#### EXERCISE DESCRIPTION:
Each line of the records has to be copied exactly, though the pictures must be left out.

#### AVAILABLE RECORDS:
===

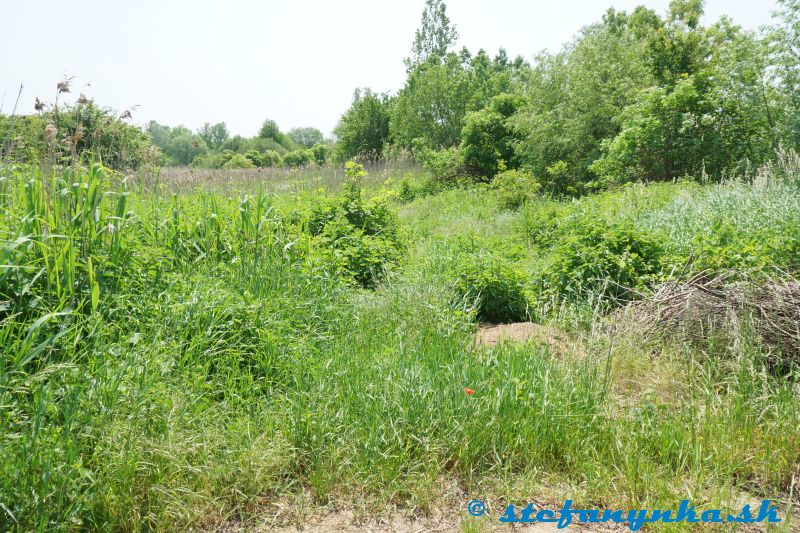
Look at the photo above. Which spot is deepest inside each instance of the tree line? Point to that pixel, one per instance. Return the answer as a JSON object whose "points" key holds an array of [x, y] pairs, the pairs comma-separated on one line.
{"points": [[212, 146], [634, 96]]}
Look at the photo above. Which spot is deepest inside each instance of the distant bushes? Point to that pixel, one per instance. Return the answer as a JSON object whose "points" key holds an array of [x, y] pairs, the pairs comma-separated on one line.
{"points": [[515, 187], [65, 133], [352, 236], [615, 260]]}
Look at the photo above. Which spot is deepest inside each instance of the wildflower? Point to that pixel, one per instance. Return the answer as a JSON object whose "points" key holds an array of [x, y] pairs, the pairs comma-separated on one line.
{"points": [[50, 132]]}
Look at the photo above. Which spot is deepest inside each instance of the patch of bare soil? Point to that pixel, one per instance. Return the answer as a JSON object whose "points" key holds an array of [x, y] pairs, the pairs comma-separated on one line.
{"points": [[556, 340]]}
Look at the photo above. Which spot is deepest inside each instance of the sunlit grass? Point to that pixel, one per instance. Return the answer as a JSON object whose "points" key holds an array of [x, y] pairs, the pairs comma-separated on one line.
{"points": [[188, 366]]}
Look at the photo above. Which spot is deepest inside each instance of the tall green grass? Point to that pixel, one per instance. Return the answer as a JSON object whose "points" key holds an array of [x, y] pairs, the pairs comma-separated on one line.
{"points": [[195, 362]]}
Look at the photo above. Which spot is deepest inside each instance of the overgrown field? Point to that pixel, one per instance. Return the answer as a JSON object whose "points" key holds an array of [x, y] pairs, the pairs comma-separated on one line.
{"points": [[182, 360]]}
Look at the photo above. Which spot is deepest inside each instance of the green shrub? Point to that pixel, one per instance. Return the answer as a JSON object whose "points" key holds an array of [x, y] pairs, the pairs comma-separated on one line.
{"points": [[595, 256], [487, 140], [299, 158], [498, 289], [447, 166], [515, 187], [321, 153], [358, 238], [238, 161]]}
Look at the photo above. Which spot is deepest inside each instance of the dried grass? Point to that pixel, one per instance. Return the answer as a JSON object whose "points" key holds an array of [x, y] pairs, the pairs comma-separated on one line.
{"points": [[707, 306]]}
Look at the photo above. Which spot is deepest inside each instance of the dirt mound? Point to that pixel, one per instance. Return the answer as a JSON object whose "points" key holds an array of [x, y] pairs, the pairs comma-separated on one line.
{"points": [[704, 306], [557, 340]]}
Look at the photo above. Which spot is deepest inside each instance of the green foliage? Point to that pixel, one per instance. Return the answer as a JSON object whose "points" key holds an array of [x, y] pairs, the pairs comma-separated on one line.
{"points": [[487, 139], [689, 130], [66, 134], [238, 161], [267, 159], [363, 130], [614, 260], [434, 37], [299, 158], [307, 137], [498, 289], [214, 135], [447, 166], [321, 153], [226, 159], [357, 238], [515, 187]]}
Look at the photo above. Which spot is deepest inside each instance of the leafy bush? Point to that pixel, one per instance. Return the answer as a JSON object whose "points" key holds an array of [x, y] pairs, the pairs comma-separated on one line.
{"points": [[238, 161], [358, 238], [515, 187], [596, 256], [321, 152], [299, 158], [271, 159], [447, 166], [267, 159], [498, 289], [487, 139]]}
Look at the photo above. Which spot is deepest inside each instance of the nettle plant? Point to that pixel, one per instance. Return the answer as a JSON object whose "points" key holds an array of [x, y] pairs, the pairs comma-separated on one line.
{"points": [[357, 238]]}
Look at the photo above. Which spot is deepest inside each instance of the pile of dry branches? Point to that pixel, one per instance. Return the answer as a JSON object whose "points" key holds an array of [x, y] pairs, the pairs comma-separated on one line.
{"points": [[705, 306]]}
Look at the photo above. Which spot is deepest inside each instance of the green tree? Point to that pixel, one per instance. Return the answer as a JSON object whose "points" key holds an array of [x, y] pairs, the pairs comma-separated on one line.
{"points": [[434, 37], [488, 138], [784, 45], [214, 135], [363, 130], [307, 137]]}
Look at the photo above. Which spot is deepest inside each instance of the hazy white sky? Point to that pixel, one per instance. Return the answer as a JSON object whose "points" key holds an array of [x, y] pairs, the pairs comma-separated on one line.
{"points": [[241, 61]]}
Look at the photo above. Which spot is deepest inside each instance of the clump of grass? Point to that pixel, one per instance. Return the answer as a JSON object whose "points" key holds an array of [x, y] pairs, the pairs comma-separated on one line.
{"points": [[175, 361]]}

===

#### EXERCISE ANSWER:
Look at the photo above. Which spot is deepest inside each instance of the tree line? Point to that pixel, one per instance. Return the answer as a JSON object whose "points" key holds an array of [x, y] pairs, the pairs comma-separated on one line.
{"points": [[212, 146], [634, 96]]}
Look at the photo above. Which spot is deepest inside each instance of the distant bushes? Point to that pixel, one per instance. Return the answer as a JSON object whose "points" key holds an array of [x, y] pairs, the pairs comma-separated on one line.
{"points": [[515, 187], [65, 133], [352, 236], [615, 260]]}
Look at the photo above. Which spot is deepest inside each instance of the wildflower? Point to that pixel, one per instance. Return the answer as a JSON object whose "points" key holds an array of [x, y] pairs, the pairs comma-separated on one line.
{"points": [[50, 132]]}
Look at the photo above. Which spot is deepest inside each instance of the patch of bare soil? Point to that pixel, one per instance. Return the answer as a JSON object whose "points" key holds an array of [x, y] pairs, the pairs comma-separated on one line.
{"points": [[556, 340]]}
Look at the photo above. Which spot is deepest inside each instance of the sunlit grass? Point to that pixel, one per instance. Return the answer as a JSON object whose "points" key holds an array of [x, y] pairs, the pairs comma-separated on one line.
{"points": [[188, 366]]}
Look at the photo above. Which spot is deepest inside each instance of the tall green grass? Point to that pixel, one per instance. Return the answer as a JSON object whose "points" key holds an array of [x, y] pairs, the pairs comma-separated on one line.
{"points": [[195, 362]]}
Look at the photo above. Which spot is deepest inside each instance of the overgrown field? Point to that pixel, one per instance. Return the answer as a JSON object whose "points" key holds an array of [x, y] pairs, the pairs comma-separated on one line.
{"points": [[182, 360]]}
Look at the photo above. Which spot is deepest inside each instance of the green shrub? Point to that pixel, one per instance. Return the answer as a JSON object whose "points" key holds an array of [x, y] pairs, the pairs comma-separated on one line.
{"points": [[595, 256], [487, 140], [299, 158], [498, 289], [447, 166], [515, 187], [321, 153], [358, 238], [238, 161]]}
Look at the photo above. Which spot is deepest inside each instance of the dried grass? Point to that pixel, one per instance. Return the answer as a JSON object whose "points" key holds an array of [x, y] pairs, the pairs comma-separated on one line.
{"points": [[707, 306]]}
Look at the photo above. Which spot is deepest inside each instance of the dirt mound? Point to that pixel, one per instance. Return the answer as a JSON object whose "points" key holds an array of [x, y] pairs, the pairs comma-separated on one line.
{"points": [[704, 306], [557, 340]]}
Look at the photo above. Which spot is deepest inside each instance of the green foliage? Point to that pixel, one per instance. Return the answer as a JSON object whose "points" key holds an array of [x, y] pairs, the pairs comma-separated on one line.
{"points": [[487, 139], [689, 130], [66, 134], [238, 161], [267, 159], [363, 130], [614, 260], [434, 37], [299, 158], [307, 137], [498, 289], [214, 135], [447, 166], [321, 153], [226, 159], [357, 238], [515, 187]]}
Look at the photo above. Which spot is deepest inside each instance of the leafy bush? Point to that pixel, one per instance. Return the answer as a JSON object whose "points" key holds an array of [x, y] pairs, the pairs comma-separated on one line.
{"points": [[238, 161], [358, 238], [515, 187], [596, 256], [321, 152], [299, 158], [271, 159], [447, 166], [267, 159], [498, 289], [487, 139]]}
Look at the photo above. Which spot is deepest inside each instance of the nettle plant? Point to that pixel, one per instance. Return the answer as a JSON object whose "points" key holds an array of [x, y] pairs, the pairs comma-separated on one line.
{"points": [[357, 238]]}
Look at the photo above. Which spot is deepest inside each instance of the pile of dry branches? Point to that pixel, one per instance. Return the answer as a JSON object whose "points" key holds an array of [x, y] pairs, the pairs comma-separated on one line.
{"points": [[705, 306]]}
Look at the photo above. Which spot is deepest inside each instance of the green tree? Point to that pixel, one per instance. Return the answer as a JSON object whose "points" key holds an array of [x, y] pairs, the pairs comma-separated on one line.
{"points": [[434, 37], [488, 138], [784, 45], [214, 135], [363, 130], [307, 137]]}
Look at the photo above. Which spot is deepest inside each instance of the hazy white sky? Point to that pixel, one per instance. Return the answer as a JSON object whose "points" key holds an array of [x, y] pairs, the pairs comma-separated on one line.
{"points": [[241, 61]]}
Look at the photo above. Which spot is deepest inside each instance of the clump of grass? Point to that pixel, one per instance. Return the answer as a JSON object whose "points" key holds an array of [x, y] pairs, the pairs comma-separated on one line.
{"points": [[175, 361]]}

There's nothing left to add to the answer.